WHAT IS NEEDED: Rewrite these items with every occurrence of "windshield" swapped for "windscreen", leaving everything else untouched.
-- begin --
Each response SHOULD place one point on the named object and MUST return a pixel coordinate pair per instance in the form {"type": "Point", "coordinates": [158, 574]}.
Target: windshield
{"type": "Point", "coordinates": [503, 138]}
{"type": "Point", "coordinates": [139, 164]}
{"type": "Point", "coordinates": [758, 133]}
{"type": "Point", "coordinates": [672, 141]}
-- end --
TASK RESPONSE:
Each response SHOULD place one point on the named object and MUST return a pixel coordinate pair per instance in the form {"type": "Point", "coordinates": [158, 574]}.
Target: windscreen
{"type": "Point", "coordinates": [503, 138]}
{"type": "Point", "coordinates": [139, 164]}
{"type": "Point", "coordinates": [758, 133]}
{"type": "Point", "coordinates": [672, 141]}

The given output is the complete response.